DIRECTIONS: The expected copy holds every entry exactly and none of the pictures.

▶

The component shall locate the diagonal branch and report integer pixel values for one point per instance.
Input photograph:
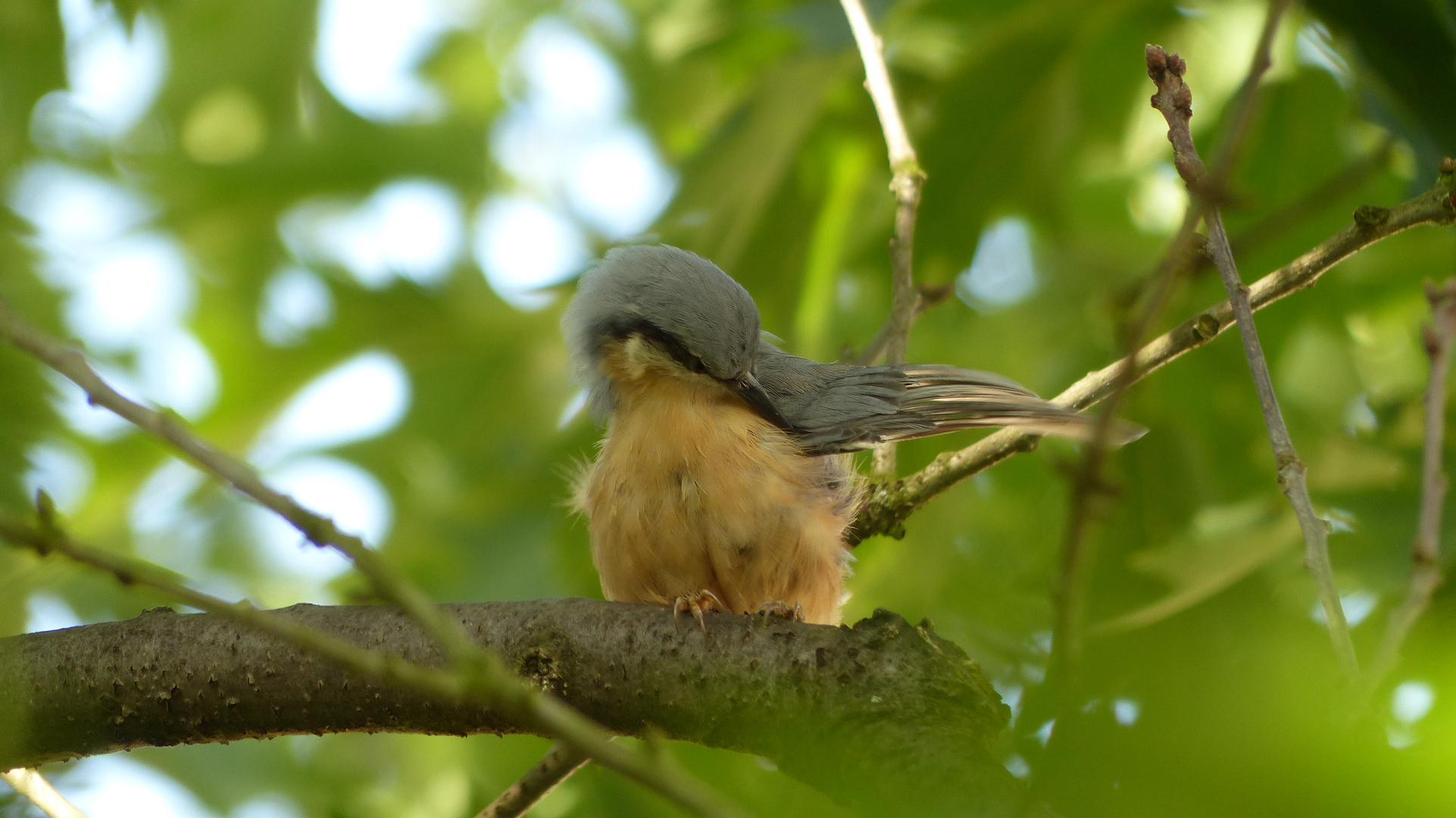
(1174, 102)
(892, 504)
(906, 181)
(1426, 554)
(560, 763)
(880, 717)
(1076, 557)
(483, 673)
(508, 695)
(167, 426)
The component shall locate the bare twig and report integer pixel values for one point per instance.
(893, 502)
(1174, 102)
(498, 690)
(33, 785)
(1076, 557)
(926, 298)
(1216, 183)
(906, 183)
(1426, 576)
(1320, 198)
(167, 426)
(481, 670)
(555, 767)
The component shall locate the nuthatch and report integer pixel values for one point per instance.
(723, 479)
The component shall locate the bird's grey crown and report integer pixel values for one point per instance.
(708, 323)
(682, 301)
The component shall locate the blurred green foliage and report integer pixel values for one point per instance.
(1217, 698)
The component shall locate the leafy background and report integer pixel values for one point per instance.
(226, 211)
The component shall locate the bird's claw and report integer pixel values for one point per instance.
(778, 607)
(696, 603)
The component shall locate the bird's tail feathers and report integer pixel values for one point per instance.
(950, 399)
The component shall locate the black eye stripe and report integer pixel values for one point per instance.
(626, 326)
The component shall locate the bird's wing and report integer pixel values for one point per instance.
(842, 408)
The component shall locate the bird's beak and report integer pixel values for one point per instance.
(751, 393)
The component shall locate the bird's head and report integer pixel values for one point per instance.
(663, 309)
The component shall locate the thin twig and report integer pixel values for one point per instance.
(1076, 557)
(33, 785)
(1317, 200)
(167, 426)
(906, 181)
(483, 670)
(1426, 552)
(555, 767)
(1176, 107)
(503, 692)
(893, 502)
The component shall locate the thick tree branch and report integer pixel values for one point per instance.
(906, 181)
(1174, 102)
(167, 426)
(892, 504)
(883, 717)
(1076, 557)
(464, 682)
(1426, 552)
(560, 763)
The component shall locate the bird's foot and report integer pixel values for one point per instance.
(698, 603)
(780, 607)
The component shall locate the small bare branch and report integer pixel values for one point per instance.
(467, 680)
(33, 785)
(1426, 554)
(1178, 260)
(1174, 101)
(906, 181)
(483, 673)
(893, 502)
(560, 763)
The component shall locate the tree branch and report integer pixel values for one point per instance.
(906, 181)
(892, 504)
(884, 717)
(33, 785)
(1174, 102)
(461, 683)
(1426, 552)
(560, 763)
(167, 426)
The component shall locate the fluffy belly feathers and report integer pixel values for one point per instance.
(693, 492)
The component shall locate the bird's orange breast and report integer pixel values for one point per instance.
(695, 492)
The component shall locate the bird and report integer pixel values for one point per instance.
(724, 479)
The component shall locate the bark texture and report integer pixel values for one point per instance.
(880, 715)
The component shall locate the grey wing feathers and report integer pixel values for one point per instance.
(842, 408)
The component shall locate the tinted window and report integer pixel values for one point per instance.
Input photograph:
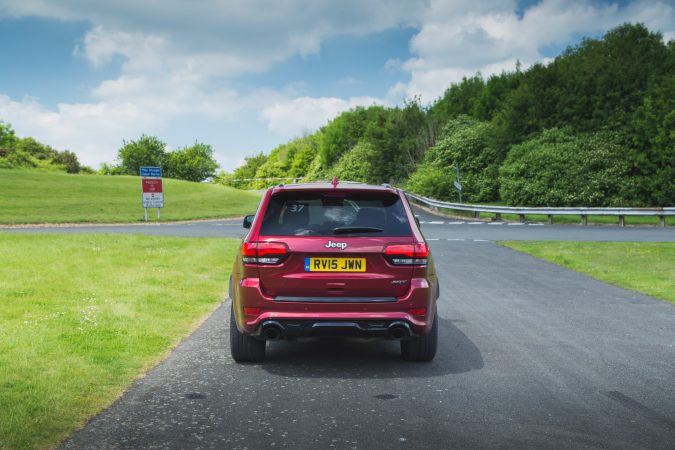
(315, 214)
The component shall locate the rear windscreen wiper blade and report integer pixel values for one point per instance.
(348, 230)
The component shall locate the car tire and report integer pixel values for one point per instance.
(421, 348)
(244, 348)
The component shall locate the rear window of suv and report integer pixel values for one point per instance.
(330, 214)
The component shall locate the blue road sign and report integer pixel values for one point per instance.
(151, 172)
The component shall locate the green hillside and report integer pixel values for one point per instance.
(51, 197)
(593, 127)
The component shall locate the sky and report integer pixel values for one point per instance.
(248, 75)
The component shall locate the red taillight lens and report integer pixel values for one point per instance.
(251, 311)
(407, 254)
(263, 252)
(418, 311)
(271, 248)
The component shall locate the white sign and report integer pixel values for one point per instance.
(151, 185)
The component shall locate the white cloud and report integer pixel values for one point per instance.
(180, 60)
(93, 130)
(461, 38)
(304, 115)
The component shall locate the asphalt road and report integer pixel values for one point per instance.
(434, 227)
(531, 355)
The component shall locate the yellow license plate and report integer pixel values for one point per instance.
(335, 264)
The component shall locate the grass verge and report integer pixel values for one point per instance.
(81, 316)
(560, 219)
(47, 197)
(647, 267)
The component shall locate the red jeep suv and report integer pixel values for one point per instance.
(333, 259)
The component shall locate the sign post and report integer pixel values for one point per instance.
(151, 185)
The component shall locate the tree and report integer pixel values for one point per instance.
(562, 168)
(69, 160)
(145, 151)
(194, 163)
(358, 164)
(469, 143)
(7, 137)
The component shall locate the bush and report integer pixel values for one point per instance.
(434, 182)
(468, 142)
(146, 151)
(194, 163)
(358, 164)
(561, 168)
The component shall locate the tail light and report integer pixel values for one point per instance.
(407, 254)
(263, 252)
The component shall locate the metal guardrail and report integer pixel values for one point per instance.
(521, 212)
(584, 212)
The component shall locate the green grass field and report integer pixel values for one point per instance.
(647, 267)
(81, 316)
(48, 197)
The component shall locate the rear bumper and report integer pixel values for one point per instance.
(348, 317)
(290, 328)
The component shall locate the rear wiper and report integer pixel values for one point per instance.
(348, 230)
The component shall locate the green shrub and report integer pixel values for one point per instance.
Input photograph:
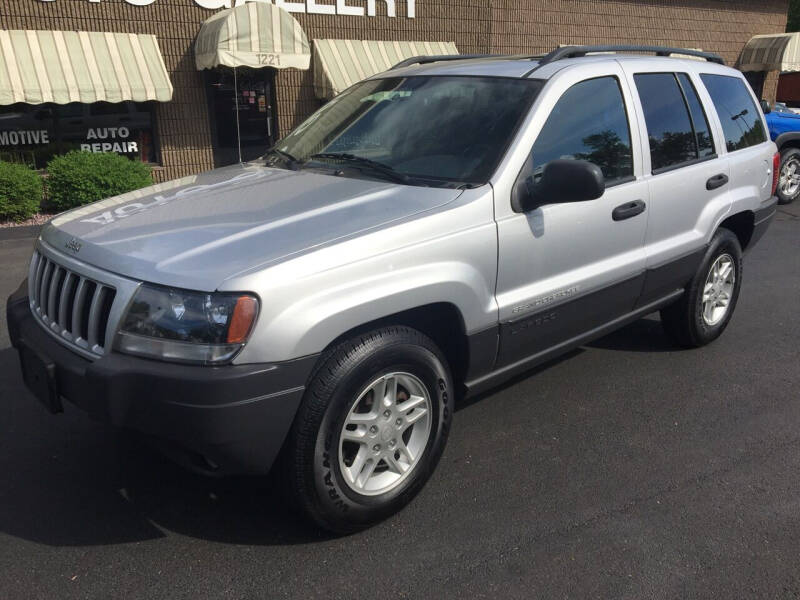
(20, 192)
(78, 178)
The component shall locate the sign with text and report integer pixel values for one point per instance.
(353, 8)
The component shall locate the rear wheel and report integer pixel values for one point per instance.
(789, 179)
(371, 428)
(706, 307)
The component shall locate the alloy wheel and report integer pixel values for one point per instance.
(718, 289)
(790, 177)
(385, 433)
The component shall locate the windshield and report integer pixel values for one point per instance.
(422, 129)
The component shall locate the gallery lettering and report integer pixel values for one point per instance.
(353, 8)
(24, 138)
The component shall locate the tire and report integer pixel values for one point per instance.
(328, 477)
(688, 322)
(790, 165)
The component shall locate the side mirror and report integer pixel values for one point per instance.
(562, 180)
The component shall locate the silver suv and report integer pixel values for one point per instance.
(431, 232)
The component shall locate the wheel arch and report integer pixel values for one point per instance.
(742, 224)
(442, 322)
(790, 139)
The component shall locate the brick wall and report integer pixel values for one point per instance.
(476, 26)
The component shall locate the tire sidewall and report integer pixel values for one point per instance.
(724, 242)
(785, 156)
(335, 497)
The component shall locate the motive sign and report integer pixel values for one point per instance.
(353, 8)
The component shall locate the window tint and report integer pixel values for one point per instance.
(589, 122)
(669, 127)
(741, 120)
(705, 143)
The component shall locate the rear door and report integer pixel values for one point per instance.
(687, 175)
(744, 137)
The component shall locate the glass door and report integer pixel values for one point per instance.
(254, 102)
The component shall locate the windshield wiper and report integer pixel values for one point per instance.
(364, 162)
(291, 162)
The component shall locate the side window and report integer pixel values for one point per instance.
(669, 124)
(705, 143)
(588, 122)
(741, 120)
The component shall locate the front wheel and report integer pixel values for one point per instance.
(789, 176)
(371, 428)
(707, 305)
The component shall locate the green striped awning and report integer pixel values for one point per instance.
(771, 52)
(338, 64)
(255, 34)
(72, 66)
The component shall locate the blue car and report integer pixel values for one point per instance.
(784, 129)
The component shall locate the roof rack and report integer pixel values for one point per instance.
(562, 53)
(423, 60)
(579, 51)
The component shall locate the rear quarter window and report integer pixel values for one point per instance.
(740, 118)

◀

FINISHED TASK:
The component shall locate the diagonal branch and report integer pixel values for one point per instance.
Input photograph:
(1174, 102)
(892, 504)
(906, 181)
(1426, 554)
(560, 763)
(880, 717)
(1076, 557)
(483, 673)
(508, 695)
(167, 426)
The component shall locate the bare twig and report integer pixel values for one point per instance.
(893, 502)
(1174, 102)
(498, 690)
(33, 785)
(1076, 557)
(926, 298)
(1216, 183)
(906, 183)
(1426, 576)
(1320, 198)
(167, 426)
(481, 670)
(555, 767)
The component shall locate the nuthatch and report integer pixel values for one point per instance.
(723, 479)
The component shall locate the bird's grey crown and report integer pixel values for one point per instance.
(708, 323)
(682, 301)
The component shall locate the blurred green foliage and report integer pixel values for one point per instance.
(1217, 698)
The component shall locate the leafy background and report integer pixel values for one point per instance.
(226, 211)
The component shall locate the bird's claw and report integer pixel values for one point per instance.
(778, 607)
(696, 603)
The component shall locate the bird's tail feathers and report integer pixel values for one point per instance.
(950, 399)
The component shall locate the black eye stripe and report integer pixel values for one point per instance.
(626, 326)
The component shall locate the bird's wing and report integer pixel values for one point per instance.
(842, 408)
The component shall locate the bird's beak and report integer pixel values for one point per instance.
(751, 393)
The component shall locate the bird's head and report integer pixel values for one point per instance.
(663, 309)
The component shall locate the thin twig and report integer pixel values for one point per instance.
(1076, 557)
(33, 785)
(1317, 200)
(167, 426)
(906, 181)
(483, 670)
(1426, 552)
(555, 767)
(1176, 107)
(503, 692)
(893, 502)
The component shall locate the thick tree branch and report integer pixel values for one point per instance.
(906, 181)
(1174, 102)
(167, 426)
(892, 504)
(883, 717)
(1076, 557)
(464, 682)
(1426, 552)
(560, 763)
The component shall locate the bird's foot and report integer pixel values for one point per instance.
(698, 603)
(780, 607)
The component shall locate the small bare branch and report integer pixel values for one point per instance.
(467, 680)
(33, 785)
(1426, 554)
(1178, 260)
(1174, 101)
(906, 181)
(483, 673)
(893, 502)
(560, 763)
The component shall locate the tree branch and report integer pixel values for one point per instance.
(906, 181)
(892, 504)
(884, 717)
(33, 785)
(1174, 102)
(461, 683)
(1426, 552)
(560, 763)
(167, 426)
The component shall locate the fluffy belly feathers and report integer pixel values for one point per instance.
(693, 492)
The component shall locate the bird's orange breast and report integer pixel values for one point per instance.
(695, 492)
The component shall locate the bird and report integer pixel values for one point per instance.
(724, 479)
The component shall locate the bark texture and report integer pixel values for one point per instance.
(880, 715)
The component shall locate the grey wing feathers and report integer pixel values for one point per instance.
(842, 408)
The component shall locate the tinted window and report integer pixel values for one point per instance.
Input photograph:
(315, 214)
The component shall locate the rear windscreen wiper blade and report integer pixel values for one point per instance.
(348, 230)
The component shall locate the car tire and report integer pixel values for one point per instance.
(421, 348)
(244, 348)
The component shall locate the rear window of suv and report integer pixel values for one point per instance.
(330, 214)
The component shall locate the blue road sign and report integer pixel values for one point per instance.
(151, 172)
The component shall locate the green hillside and report integer pixel values for one point per instance.
(51, 197)
(593, 127)
The component shall locate the sky and report integer pixel values for one point per instance.
(248, 75)
The component shall locate the red taillight lens and report integer pixel values for one point per instance.
(251, 311)
(407, 254)
(263, 252)
(418, 311)
(271, 248)
The component shall locate the white sign and report integer pixel values for one point per instance.
(151, 185)
The component shall locate the white cloud and report integer pixel values for one point per instance.
(180, 60)
(93, 130)
(461, 38)
(304, 115)
The component shall locate the asphalt road and report integer pixel values for one point per instance.
(434, 227)
(531, 355)
The component shall locate the yellow license plate and report integer pixel values for one point per instance.
(335, 264)
The component shall locate the grass verge and report integer pixel values for one point per instance.
(81, 316)
(560, 219)
(47, 197)
(647, 267)
The component shall locate the red jeep suv and report integer pixel values for one point per instance.
(333, 259)
The component shall locate the sign post and report integer pixel values for one point per instance.
(151, 185)
The component shall locate the tree and report integer pixel values for one point per instance.
(562, 168)
(69, 160)
(145, 151)
(194, 163)
(358, 164)
(469, 143)
(7, 137)
The component shall locate the bush and report integer pixel values for one point per instance.
(434, 182)
(468, 142)
(146, 151)
(194, 163)
(358, 164)
(561, 168)
The component shall locate the tail light and report integer pixel values for one point per instance.
(407, 254)
(263, 252)
The component shall locate the metal guardrail and report integer pixel values for one point per instance.
(521, 212)
(584, 212)
The component shall locate the green grass field and report integer pixel values for one point per instance.
(647, 267)
(81, 316)
(48, 197)
The component shall locate the rear bumper and report integer pixel values for one point per instance.
(348, 317)
(290, 328)
The component shall locate the rear wiper and report integer pixel values for one point per instance.
(348, 230)
The component shall locate the green shrub and report integer pixel values for one point per instance.
Input photograph:
(20, 192)
(78, 178)
The component shall locate the sign with text and report integer pixel values for one point per instance.
(353, 8)
The component shall locate the rear wheel and report integer pixel values for one point per instance.
(789, 179)
(371, 428)
(706, 307)
The component shall locate the alloy wheel and report integer pixel values for one point per instance.
(718, 289)
(790, 177)
(385, 433)
The component shall locate the windshield and report integer pixel values for one point per instance.
(422, 129)
The component shall locate the gallery lettering and report integer pixel values for one point per instance.
(353, 8)
(24, 138)
The component shall locate the tire and report integer pixel values for one point per instance.
(328, 477)
(688, 322)
(790, 165)
The component shall locate the side mirror and report integer pixel values for one point per instance.
(562, 180)
The component shall locate the silver suv and report integer pixel values for one point per instance.
(431, 232)
The component shall locate the wheel arch and report integer pixel values for one point per instance.
(742, 224)
(442, 322)
(790, 139)
The component shall locate the brick wall and report integer pixel values for one point per instance.
(476, 26)
The component shall locate the tire sidewall and report integer pixel values for one point per instance.
(724, 242)
(785, 156)
(335, 497)
The component shall locate the motive sign and report integer pixel values for one point per instance.
(353, 8)
The component shall locate the window tint and report integer pixel values for one point per instance.
(589, 122)
(669, 127)
(741, 120)
(705, 143)
The component shall locate the rear door and report integer pixel values for one point per instance.
(687, 175)
(744, 137)
The component shall locate the glass door and report integer pixel values for one point per instance.
(254, 102)
The component shall locate the windshield wiper and report integer pixel values for one point per instance.
(364, 162)
(291, 162)
The component shall locate the side window and report integer pixel values for one point per instance.
(669, 124)
(705, 143)
(588, 122)
(741, 120)
The component shall locate the front wheel and report integer pixel values for one point per instance.
(789, 176)
(371, 428)
(707, 305)
The component shall locate the green striped awning and report integer pixel values for one point per instance.
(771, 52)
(338, 64)
(255, 34)
(72, 66)
The component shall locate the blue car and report integer pixel values for one point per instance.
(784, 129)
The component shall locate the roof rack and report integer pixel values for one point per instance.
(562, 53)
(423, 60)
(579, 51)
The component shall locate the rear quarter window and report integer pixel values for one point per instance.
(740, 118)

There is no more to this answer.